Dalam khazanah metodologi kualitatif ilmu sosial dan budaya beberapa tahun belakangan terus berkembang autoetnografi (autoethonopraphy). Autoetnografi sudah melampaui bidang disipliner, bahkan melampaui bidang multidisipliner, sudah masuk bidang transdisipliner. Kendati istilah autoetnografi ini dibentuk dengan memadukan istilah autobiografi dan etnografi, pengertian atau konsep autoetnografi sudah melampaui paduan makna autobiografi dengan etnografi. Maknanya, autoetnografi bukan sekadar penjumlahan autobiografi dan etnografi, tetapi peleburan autobiografi dengan etnografi yang melahirkan autoetnografi.
Mengapa demikian? Kata Stembers (1990), karena “transdisciplinary (adalah) creating a unity of intellectual frameworks beyond the disciplinary perspectives”. Kata Basarab Nicolescu dalam Methodology of Transdisiciplinarity – Levels of Reality, Logic of the Included Middle and Compexity, 2010:27). “Transdisciplinarity concerns that which is at once between the disciplines, across the different disciplines, and beyond all disciplines. Its goal is the understanding of the present world, of which one of the imperatives is the unity of knowledge”. Tak heran, autoetnografi sering dimaknai atau dikonsepsikan sebagai kajian kualitatif ilmu sosial dan budaya yang bertolak dan berpangkal dari pengalaman diri sendiri yang bertungkus lumus dengan kebudayaan untuk memahami dan mendeskripsikan kenyataan sosiologis atau sosiokultural tertentu.
Berkenaan dengan itu, perlu dicamkan benar bahwa autoetnografi bermula, berpangkal, dan bersumber pada pengalaman sendiri dan cerita pribadi, bukan pengalaman dan cerita orang lain. Ini dimaksudkan untuk memahami dan memaparkan matra-matra kebudayaan yang sedang atau telah membentuk diri atau justru dibentuk oleh diri sendiri, yang menjadi kenyataan sosiologis atau sosiokultural. “Autoethnography begins with a personal story, in this case my strory about adoption and family”. Demikian ujar Sarah Wall dalam Easier Said than Done: Writing an Autoethnography (2008) yang memaparkan pengalamannya mengadopsi anak berumur 10 tahun menjadi bagian keluarganya. Lebih lanjut, tegasnya, dari pengalaman adopsi itu dipaparkan perubahan sosial yang mengikuti sebagai sebuah kenyataan soiologis. Ini menandakan bahwa hulu autoetnografi adalah pengalaman diri sendiri dan cerita pribadi dan muara autoetnografi adalah lukisan kenyataan sosiologis atau sosiokultural.

Catatan penempatan titik

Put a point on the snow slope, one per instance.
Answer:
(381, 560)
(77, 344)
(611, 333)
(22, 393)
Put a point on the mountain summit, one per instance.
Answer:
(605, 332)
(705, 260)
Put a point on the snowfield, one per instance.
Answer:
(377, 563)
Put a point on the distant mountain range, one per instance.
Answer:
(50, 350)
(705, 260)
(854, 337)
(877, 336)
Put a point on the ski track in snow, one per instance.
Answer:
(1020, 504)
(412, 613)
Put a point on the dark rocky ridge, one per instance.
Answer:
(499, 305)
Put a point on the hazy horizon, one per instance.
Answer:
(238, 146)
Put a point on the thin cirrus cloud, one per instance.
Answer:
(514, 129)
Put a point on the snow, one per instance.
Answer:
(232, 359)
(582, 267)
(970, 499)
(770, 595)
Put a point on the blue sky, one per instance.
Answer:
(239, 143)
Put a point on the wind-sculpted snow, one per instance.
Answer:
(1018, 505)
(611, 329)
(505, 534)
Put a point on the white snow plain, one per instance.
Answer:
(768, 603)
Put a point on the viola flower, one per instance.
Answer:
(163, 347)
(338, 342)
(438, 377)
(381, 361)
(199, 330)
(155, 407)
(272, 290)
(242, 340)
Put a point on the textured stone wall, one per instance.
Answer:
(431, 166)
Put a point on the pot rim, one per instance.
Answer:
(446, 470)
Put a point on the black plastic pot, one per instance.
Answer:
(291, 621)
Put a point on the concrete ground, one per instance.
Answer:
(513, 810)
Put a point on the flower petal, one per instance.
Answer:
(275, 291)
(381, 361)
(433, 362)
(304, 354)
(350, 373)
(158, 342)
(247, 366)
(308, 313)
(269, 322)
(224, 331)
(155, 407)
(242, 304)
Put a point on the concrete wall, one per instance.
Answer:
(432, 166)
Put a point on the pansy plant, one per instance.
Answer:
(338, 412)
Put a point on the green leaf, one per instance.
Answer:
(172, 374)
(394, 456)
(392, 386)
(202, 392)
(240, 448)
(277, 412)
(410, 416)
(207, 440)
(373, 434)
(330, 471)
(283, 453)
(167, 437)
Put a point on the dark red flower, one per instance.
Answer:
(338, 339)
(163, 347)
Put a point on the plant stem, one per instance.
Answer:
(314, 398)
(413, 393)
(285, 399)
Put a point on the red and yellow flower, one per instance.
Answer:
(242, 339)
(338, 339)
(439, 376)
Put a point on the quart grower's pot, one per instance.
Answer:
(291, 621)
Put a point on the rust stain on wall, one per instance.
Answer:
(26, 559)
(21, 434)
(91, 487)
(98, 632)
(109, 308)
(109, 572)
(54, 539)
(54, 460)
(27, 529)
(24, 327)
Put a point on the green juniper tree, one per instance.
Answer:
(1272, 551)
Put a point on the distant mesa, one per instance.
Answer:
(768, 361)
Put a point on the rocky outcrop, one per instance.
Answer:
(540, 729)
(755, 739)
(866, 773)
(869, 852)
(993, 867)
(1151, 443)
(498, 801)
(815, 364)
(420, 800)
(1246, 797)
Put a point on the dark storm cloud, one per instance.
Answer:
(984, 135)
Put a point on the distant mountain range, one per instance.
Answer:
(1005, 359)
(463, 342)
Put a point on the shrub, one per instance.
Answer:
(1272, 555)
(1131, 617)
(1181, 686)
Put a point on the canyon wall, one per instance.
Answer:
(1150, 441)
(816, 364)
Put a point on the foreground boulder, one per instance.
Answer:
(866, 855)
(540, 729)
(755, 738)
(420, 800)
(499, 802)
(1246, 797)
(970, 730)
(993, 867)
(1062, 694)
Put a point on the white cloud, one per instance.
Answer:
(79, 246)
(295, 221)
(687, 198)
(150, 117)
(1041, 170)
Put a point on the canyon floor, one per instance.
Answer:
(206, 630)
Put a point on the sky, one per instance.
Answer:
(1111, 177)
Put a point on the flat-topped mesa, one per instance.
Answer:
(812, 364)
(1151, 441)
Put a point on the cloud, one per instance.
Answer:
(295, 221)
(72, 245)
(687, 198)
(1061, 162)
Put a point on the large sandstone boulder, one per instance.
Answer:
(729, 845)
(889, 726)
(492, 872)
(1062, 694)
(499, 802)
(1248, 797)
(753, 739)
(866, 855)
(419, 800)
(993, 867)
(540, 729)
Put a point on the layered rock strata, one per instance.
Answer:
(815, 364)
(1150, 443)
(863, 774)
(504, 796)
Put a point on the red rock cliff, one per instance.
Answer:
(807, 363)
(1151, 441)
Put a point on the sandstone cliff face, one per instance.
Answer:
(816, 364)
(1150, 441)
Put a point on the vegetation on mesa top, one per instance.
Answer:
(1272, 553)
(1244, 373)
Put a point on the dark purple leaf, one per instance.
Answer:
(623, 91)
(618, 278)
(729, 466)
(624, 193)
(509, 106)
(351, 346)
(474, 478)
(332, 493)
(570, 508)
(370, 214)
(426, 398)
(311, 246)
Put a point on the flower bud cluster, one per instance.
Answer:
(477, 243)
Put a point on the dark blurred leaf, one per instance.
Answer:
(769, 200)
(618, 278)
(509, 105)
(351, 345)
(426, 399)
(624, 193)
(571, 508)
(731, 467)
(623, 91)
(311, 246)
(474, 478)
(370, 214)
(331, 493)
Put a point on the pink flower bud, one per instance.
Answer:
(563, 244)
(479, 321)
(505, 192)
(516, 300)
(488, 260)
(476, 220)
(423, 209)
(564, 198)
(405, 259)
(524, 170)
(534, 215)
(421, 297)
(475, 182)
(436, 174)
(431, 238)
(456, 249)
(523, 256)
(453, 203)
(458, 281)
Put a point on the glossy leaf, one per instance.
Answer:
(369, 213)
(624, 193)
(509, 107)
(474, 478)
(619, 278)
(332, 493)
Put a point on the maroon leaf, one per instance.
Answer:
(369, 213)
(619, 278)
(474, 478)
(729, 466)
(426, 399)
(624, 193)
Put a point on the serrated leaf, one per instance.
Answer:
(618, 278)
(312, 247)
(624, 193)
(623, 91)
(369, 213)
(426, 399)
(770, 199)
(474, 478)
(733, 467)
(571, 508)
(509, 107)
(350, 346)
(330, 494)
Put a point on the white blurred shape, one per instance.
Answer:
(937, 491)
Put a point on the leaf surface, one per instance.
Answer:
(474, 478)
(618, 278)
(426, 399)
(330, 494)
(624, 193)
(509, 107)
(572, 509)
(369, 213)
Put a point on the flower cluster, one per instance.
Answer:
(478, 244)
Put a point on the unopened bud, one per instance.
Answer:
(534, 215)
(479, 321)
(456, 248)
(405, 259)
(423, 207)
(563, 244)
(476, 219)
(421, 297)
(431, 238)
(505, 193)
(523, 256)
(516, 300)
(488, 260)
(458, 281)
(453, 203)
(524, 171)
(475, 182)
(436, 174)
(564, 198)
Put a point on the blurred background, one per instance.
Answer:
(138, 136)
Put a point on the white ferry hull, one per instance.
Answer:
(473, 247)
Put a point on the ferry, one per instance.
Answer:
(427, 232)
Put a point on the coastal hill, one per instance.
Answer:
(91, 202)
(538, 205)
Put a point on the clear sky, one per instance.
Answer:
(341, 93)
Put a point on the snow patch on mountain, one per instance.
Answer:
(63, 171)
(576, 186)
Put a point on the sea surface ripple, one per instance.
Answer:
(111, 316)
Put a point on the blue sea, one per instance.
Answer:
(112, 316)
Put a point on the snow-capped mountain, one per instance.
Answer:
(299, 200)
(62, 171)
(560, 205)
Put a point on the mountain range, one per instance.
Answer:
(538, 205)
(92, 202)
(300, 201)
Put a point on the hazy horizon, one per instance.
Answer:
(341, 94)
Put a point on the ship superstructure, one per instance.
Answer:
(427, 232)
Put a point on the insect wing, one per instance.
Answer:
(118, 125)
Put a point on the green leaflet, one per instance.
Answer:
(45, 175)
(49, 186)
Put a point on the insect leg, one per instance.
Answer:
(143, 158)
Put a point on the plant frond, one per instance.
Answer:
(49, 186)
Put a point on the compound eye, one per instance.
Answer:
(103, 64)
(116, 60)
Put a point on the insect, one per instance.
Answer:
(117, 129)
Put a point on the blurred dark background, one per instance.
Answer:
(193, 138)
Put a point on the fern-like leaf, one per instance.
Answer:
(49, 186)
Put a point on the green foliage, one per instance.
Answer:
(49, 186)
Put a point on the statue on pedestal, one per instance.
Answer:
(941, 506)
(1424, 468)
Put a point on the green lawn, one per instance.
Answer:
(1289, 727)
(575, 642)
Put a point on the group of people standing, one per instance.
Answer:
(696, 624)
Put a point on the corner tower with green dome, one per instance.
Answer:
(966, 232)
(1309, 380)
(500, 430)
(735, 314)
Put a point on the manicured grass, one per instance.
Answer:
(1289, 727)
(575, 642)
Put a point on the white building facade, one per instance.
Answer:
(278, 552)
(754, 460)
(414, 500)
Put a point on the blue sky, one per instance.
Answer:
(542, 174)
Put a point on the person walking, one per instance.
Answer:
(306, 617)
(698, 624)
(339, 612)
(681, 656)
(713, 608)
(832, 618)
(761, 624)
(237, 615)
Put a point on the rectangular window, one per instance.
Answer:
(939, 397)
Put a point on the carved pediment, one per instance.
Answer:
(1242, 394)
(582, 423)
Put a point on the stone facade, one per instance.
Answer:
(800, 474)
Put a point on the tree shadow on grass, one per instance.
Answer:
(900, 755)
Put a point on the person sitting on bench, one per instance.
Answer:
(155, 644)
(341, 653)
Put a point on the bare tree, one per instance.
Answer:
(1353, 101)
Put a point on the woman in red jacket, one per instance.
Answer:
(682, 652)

● SOAL 1: Ringkaslah paragraf dalam teks tentang autoetnografi yang diawali dengan kata "Berkenaan dengan itu" tanpa menghilangkan fakta pokoknya.
● SOAL 2: Kutiplah tanpa perubahan bagian teks tentang autoetnografi yang dimulai dari "Mengapa demikian? Kata" dan berakhir pada "atau sosiokultural tertentu.".
Catatan tersebut merupakan bahan tersendiri yang terpisah dari teks tentang autoetnografi.

● JAWABAN 1: Autoetnografi bermula dan bersumber pada pengalaman serta cerita pribadi, bukan pengalaman dan cerita orang lain. Tujuannya adalah memahami dan memaparkan matra kebudayaan yang membentuk diri atau dibentuk oleh diri sendiri sebagai kenyataan sosiologis atau sosiokultural. Sarah Wall dalam Easier Said than Done: Writing an Autoethnography (2008) menyatakan bahwa autoetnografi dimulai dengan cerita pribadi. Ia memaparkan pengalamannya mengadopsi anak berumur 10 tahun menjadi bagian keluarganya beserta perubahan sosial yang mengikutinya sebagai kenyataan sosiologis. Dengan demikian, hulu autoetnografi adalah pengalaman diri sendiri dan cerita pribadi, sedangkan muaranya adalah lukisan kenyataan sosiologis atau sosiokultural.

● JAWABAN 2:
Mengapa demikian? Kata Stembers (1990), karena “transdisciplinary (adalah) creating a unity of intellectual frameworks beyond the disciplinary perspectives”. Kata Basarab Nicolescu dalam Methodology of Transdisiciplinarity – Levels of Reality, Logic of the Included Middle and Compexity, 2010:27). “Transdisciplinarity concerns that which is at once between the disciplines, across the different disciplines, and beyond all disciplines. Its goal is the understanding of the present world, of which one of the imperatives is the unity of knowledge”. Tak heran, autoetnografi sering dimaknai atau dikonsepsikan sebagai kajian kualitatif ilmu sosial dan budaya yang bertolak dan berpangkal dari pengalaman diri sendiri yang bertungkus lumus dengan kebudayaan untuk memahami dan mendeskripsikan kenyataan sosiologis atau sosiokultural tertentu.